[WHAT IS REQUIRED] Scan the entries below and extract each line with the word "foreground" in it.

[Data excerpts]
==*==
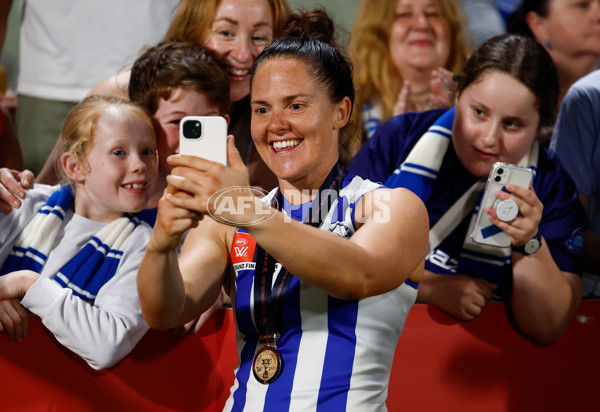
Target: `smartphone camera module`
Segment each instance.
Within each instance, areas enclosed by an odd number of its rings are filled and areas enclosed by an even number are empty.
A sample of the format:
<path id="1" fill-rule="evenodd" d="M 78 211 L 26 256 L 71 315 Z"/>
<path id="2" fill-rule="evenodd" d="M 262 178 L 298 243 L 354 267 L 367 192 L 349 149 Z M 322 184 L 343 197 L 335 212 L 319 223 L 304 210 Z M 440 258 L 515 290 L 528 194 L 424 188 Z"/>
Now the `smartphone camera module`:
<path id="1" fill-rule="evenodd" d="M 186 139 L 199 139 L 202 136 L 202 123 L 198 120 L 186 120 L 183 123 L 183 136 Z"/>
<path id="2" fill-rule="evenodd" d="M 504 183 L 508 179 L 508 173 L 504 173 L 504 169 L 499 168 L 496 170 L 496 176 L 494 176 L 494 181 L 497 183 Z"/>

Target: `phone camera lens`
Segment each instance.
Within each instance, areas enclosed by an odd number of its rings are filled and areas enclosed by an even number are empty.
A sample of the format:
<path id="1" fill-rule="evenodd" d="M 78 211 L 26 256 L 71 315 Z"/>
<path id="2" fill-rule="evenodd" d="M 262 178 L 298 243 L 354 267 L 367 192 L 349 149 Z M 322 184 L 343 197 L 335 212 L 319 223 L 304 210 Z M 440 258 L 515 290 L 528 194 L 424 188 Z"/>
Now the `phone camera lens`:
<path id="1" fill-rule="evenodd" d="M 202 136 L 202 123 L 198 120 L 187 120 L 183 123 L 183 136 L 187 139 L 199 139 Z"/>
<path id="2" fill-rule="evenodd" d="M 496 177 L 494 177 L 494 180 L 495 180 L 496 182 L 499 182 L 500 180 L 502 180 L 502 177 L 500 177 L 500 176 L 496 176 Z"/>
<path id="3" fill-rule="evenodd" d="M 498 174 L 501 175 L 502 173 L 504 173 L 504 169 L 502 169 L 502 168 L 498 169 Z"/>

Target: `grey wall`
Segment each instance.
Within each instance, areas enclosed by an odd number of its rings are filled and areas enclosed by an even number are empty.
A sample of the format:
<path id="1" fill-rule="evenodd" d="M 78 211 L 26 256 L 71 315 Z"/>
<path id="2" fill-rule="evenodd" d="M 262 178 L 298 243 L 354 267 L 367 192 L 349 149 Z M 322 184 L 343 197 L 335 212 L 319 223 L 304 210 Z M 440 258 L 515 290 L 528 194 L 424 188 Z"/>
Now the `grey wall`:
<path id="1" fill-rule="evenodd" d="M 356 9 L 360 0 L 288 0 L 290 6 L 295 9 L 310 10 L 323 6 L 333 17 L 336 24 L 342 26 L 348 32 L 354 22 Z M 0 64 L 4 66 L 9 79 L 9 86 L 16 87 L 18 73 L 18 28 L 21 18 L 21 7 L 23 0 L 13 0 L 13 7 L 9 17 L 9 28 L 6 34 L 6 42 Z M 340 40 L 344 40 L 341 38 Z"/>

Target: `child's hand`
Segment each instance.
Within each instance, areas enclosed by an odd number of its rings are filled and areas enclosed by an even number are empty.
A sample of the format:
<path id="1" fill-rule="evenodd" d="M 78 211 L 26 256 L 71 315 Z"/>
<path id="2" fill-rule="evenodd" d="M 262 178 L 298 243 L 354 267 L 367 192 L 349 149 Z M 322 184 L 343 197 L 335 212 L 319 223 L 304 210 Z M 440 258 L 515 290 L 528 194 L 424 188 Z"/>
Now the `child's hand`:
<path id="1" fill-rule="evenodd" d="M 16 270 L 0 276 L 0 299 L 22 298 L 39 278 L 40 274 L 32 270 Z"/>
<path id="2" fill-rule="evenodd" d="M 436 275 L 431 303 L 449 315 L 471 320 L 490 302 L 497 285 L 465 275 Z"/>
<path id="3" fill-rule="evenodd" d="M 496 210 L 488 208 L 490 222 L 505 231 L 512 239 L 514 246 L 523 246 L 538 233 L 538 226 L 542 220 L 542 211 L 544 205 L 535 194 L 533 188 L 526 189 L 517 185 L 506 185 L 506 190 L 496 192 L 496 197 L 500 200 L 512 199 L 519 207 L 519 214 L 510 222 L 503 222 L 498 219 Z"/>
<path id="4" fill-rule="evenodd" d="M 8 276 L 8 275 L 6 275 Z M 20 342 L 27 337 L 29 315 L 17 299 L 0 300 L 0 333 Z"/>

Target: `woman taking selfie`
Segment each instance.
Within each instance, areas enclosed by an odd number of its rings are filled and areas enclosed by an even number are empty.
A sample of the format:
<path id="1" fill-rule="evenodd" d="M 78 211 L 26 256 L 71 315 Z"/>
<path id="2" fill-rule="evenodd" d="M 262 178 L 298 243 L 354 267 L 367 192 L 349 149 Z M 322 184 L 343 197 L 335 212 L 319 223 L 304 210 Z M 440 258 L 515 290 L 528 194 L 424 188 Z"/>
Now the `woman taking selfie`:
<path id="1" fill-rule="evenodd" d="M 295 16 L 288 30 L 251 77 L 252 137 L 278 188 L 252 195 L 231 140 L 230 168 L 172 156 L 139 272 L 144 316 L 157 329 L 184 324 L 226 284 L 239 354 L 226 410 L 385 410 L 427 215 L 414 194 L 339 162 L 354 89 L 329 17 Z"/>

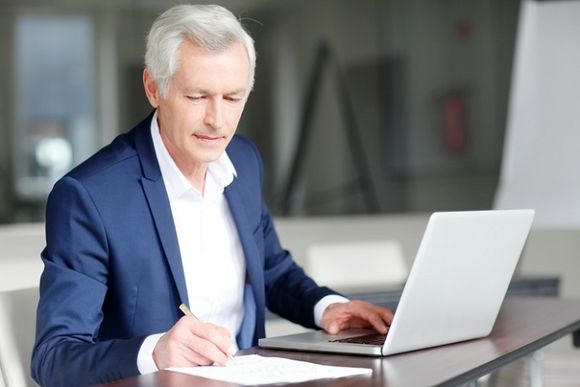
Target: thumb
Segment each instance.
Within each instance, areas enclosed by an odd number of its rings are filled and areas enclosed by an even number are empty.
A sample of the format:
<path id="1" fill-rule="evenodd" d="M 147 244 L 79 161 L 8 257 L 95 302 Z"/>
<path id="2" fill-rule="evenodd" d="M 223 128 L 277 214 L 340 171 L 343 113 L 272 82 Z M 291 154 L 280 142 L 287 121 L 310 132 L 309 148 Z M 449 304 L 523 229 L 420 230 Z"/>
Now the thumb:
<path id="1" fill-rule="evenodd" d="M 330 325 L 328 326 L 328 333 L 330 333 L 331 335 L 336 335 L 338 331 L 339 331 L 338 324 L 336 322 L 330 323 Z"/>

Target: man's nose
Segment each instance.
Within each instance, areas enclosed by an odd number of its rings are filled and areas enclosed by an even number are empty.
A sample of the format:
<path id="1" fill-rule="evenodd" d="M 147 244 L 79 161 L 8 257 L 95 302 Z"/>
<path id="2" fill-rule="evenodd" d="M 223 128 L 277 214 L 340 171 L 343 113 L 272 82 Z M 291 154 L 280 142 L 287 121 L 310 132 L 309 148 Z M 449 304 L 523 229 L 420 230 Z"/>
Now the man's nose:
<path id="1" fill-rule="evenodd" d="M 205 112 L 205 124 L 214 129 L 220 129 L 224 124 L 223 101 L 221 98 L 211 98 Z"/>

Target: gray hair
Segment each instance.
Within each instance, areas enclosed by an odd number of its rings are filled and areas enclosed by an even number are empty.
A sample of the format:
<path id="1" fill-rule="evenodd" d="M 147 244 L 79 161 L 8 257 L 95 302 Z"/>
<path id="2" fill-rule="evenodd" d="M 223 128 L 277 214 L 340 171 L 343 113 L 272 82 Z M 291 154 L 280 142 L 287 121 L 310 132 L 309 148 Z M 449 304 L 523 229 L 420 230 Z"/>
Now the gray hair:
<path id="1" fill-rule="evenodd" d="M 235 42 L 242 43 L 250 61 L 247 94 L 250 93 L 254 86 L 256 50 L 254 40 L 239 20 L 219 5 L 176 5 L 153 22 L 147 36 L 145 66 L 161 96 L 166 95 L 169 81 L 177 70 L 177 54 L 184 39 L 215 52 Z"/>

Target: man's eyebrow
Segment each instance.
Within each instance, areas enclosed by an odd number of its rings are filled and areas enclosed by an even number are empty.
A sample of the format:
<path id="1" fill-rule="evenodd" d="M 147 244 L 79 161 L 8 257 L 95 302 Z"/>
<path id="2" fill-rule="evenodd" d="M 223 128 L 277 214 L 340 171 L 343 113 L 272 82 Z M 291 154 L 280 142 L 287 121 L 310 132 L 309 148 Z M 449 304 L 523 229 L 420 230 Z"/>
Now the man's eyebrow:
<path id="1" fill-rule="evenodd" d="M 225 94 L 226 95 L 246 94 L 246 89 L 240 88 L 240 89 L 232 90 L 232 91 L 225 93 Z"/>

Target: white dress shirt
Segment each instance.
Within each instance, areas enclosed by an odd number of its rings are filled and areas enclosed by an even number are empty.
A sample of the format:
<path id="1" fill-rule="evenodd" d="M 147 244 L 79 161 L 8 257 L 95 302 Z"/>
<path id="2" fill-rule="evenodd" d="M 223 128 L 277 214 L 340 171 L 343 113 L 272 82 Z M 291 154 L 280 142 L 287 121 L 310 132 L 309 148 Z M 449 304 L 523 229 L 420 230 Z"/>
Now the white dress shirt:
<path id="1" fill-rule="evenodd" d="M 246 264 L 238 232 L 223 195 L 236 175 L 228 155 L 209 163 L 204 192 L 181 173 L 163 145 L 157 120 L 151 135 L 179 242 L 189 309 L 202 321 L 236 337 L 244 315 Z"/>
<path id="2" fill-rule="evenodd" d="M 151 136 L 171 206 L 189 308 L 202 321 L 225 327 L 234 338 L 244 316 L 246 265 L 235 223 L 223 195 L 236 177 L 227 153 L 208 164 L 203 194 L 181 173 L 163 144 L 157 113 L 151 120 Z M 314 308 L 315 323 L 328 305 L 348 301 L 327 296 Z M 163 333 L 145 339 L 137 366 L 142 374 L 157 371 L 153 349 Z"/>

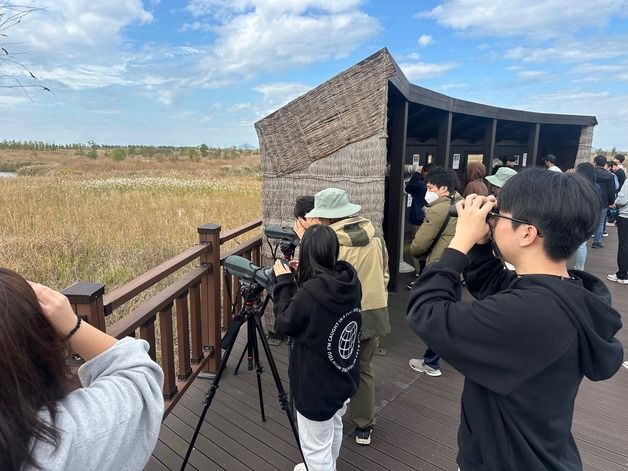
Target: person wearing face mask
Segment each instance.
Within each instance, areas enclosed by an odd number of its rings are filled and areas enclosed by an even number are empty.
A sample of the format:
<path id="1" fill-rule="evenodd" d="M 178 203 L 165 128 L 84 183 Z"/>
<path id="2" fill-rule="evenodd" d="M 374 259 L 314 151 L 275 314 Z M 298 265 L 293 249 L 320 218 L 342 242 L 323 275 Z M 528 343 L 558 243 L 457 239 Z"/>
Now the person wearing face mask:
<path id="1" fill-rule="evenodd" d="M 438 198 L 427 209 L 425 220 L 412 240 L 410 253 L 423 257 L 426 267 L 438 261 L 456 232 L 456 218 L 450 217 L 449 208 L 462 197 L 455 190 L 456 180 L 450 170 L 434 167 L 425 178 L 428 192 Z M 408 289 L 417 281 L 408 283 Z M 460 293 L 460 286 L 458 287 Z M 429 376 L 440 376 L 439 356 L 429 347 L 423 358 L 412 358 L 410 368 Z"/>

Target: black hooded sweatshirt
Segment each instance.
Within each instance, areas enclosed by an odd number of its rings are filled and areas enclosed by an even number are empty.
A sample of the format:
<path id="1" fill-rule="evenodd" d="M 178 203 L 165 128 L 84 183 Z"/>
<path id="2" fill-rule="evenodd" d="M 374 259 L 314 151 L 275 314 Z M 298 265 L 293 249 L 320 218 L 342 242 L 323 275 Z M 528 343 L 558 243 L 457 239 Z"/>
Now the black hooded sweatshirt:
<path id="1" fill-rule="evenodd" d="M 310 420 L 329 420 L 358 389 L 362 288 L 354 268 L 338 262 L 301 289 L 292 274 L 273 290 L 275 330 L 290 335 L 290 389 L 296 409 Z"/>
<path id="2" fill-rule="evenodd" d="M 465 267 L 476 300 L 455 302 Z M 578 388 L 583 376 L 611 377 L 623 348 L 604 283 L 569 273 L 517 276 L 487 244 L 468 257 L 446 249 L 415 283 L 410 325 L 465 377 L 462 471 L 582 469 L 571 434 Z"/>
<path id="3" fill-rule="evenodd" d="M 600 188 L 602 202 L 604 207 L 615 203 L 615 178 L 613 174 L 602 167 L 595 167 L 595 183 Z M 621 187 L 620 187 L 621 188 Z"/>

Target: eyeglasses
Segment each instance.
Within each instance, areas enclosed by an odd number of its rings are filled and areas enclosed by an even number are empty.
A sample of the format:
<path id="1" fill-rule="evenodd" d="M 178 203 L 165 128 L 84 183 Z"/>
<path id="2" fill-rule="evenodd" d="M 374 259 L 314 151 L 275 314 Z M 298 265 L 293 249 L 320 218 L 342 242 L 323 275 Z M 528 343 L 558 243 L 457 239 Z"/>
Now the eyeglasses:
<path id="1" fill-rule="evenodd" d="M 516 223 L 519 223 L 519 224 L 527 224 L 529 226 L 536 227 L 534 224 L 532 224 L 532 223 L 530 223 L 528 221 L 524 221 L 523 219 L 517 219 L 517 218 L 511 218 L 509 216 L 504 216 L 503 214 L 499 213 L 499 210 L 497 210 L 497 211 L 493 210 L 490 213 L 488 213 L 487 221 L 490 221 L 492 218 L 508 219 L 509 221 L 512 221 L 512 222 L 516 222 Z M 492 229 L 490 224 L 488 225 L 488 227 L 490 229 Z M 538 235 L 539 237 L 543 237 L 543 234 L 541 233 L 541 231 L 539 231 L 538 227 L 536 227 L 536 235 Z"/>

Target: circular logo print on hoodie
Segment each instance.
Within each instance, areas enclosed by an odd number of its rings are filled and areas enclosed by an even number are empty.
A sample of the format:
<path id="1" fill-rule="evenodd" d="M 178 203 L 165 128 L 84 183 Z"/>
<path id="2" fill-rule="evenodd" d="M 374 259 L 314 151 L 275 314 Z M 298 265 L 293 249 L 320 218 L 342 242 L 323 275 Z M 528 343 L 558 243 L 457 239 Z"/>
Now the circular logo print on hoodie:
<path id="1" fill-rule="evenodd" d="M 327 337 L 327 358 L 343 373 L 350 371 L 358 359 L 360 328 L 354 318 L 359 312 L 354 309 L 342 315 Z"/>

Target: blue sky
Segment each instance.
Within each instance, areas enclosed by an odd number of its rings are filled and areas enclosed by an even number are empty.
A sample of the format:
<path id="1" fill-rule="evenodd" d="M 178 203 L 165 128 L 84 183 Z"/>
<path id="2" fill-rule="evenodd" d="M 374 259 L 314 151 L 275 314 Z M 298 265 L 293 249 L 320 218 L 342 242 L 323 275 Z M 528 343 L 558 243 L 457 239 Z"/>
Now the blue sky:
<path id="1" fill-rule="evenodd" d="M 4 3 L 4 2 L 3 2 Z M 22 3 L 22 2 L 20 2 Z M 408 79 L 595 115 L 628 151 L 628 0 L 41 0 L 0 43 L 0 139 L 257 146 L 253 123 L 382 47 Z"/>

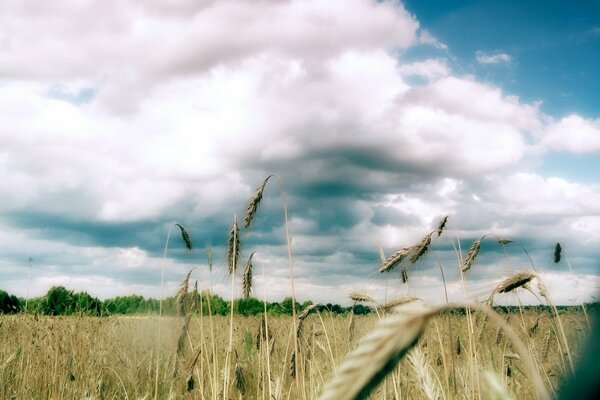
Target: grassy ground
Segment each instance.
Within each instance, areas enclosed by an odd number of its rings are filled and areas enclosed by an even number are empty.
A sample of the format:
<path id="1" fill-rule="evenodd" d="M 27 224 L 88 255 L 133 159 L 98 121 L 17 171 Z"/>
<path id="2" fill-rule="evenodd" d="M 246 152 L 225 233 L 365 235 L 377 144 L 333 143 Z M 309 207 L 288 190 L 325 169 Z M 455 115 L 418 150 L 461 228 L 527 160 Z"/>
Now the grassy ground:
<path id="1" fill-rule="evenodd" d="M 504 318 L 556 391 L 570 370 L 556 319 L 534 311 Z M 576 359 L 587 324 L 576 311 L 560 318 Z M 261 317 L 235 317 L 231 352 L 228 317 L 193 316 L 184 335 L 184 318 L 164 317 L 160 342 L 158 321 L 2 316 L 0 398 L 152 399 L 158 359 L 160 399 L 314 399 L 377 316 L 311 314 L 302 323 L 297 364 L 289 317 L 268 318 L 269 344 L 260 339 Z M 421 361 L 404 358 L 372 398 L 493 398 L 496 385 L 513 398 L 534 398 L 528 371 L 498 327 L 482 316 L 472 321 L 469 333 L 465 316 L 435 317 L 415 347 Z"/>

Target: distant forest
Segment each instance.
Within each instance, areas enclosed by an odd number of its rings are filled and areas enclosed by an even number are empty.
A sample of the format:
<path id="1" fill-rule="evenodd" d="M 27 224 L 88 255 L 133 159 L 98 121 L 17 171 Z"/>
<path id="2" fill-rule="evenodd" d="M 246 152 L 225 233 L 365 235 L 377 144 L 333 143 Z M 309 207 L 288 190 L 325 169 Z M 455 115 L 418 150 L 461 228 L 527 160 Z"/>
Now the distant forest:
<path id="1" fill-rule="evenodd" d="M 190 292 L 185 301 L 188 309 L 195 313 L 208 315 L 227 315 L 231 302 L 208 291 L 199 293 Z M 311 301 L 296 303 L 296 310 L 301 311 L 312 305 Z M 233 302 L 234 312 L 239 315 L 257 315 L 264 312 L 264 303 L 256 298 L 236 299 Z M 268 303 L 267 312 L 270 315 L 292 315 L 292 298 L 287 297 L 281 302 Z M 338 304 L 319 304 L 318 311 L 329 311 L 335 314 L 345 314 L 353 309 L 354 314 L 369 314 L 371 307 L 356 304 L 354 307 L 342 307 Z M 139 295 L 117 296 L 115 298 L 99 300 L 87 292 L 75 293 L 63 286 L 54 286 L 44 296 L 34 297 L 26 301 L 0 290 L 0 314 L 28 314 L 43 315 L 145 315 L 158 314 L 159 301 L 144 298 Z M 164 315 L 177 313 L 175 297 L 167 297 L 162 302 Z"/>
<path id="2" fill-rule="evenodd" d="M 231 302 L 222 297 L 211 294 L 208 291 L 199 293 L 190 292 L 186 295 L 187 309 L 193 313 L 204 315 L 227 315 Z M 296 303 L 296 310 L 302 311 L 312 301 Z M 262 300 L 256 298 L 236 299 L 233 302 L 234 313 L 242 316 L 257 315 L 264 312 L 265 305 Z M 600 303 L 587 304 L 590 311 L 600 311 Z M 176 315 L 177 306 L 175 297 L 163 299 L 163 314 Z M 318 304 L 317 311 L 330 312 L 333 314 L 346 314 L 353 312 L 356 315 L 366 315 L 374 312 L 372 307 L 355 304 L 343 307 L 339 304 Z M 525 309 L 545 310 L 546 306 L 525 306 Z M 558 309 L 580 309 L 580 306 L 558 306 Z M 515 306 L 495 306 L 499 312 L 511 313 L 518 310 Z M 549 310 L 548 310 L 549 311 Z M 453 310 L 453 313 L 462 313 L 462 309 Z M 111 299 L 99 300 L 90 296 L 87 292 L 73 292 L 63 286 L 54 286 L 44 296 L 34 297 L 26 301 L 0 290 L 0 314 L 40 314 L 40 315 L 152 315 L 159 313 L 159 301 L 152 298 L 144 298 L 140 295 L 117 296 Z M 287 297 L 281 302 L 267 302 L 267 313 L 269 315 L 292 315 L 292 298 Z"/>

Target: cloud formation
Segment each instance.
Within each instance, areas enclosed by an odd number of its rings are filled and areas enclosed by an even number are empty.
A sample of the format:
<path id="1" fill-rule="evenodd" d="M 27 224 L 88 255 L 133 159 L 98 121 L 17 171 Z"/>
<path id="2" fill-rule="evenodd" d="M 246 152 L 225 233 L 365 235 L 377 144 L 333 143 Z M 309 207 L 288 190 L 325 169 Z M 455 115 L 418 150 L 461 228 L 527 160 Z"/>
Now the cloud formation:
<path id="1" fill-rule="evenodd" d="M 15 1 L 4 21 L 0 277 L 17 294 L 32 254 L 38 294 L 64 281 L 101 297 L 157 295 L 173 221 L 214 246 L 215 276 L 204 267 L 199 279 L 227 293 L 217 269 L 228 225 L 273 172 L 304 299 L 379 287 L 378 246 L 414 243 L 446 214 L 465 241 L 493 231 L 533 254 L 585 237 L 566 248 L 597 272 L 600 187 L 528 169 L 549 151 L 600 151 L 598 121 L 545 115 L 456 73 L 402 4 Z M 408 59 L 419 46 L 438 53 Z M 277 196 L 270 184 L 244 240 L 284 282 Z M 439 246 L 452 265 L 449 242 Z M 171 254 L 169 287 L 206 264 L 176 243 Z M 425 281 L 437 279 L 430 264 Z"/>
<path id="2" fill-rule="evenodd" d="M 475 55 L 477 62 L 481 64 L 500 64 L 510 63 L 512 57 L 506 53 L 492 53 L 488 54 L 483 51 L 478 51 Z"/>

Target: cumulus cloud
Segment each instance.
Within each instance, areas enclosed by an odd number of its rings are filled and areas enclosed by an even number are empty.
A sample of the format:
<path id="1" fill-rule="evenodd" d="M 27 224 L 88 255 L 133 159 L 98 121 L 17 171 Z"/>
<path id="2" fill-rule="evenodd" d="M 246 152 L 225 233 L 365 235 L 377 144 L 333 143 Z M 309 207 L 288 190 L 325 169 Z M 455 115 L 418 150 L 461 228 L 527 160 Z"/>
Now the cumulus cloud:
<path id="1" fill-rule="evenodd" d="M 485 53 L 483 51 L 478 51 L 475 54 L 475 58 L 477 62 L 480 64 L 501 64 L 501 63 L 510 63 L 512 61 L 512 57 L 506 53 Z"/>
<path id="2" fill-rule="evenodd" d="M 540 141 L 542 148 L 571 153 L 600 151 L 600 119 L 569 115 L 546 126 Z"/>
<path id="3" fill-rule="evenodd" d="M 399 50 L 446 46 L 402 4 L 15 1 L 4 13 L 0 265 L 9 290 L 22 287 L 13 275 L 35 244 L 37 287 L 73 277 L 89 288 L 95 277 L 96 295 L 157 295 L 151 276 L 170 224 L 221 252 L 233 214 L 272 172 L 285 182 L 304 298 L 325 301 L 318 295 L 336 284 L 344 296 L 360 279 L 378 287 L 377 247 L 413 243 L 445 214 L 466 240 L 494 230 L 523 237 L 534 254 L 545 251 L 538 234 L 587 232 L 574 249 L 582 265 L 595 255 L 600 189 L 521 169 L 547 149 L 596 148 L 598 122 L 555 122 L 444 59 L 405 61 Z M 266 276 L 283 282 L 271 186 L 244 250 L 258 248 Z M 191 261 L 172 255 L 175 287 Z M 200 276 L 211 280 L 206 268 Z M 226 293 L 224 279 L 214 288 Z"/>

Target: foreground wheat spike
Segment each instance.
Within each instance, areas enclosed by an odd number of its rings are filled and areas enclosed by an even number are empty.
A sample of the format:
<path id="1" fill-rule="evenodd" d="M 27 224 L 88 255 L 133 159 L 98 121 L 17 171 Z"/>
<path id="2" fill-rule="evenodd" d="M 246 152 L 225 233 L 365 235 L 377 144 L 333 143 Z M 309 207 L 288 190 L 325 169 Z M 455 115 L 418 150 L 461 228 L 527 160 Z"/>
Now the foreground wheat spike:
==*==
[TASK SOLUTION]
Target: foreground wheat spike
Now the foreground wheat spike:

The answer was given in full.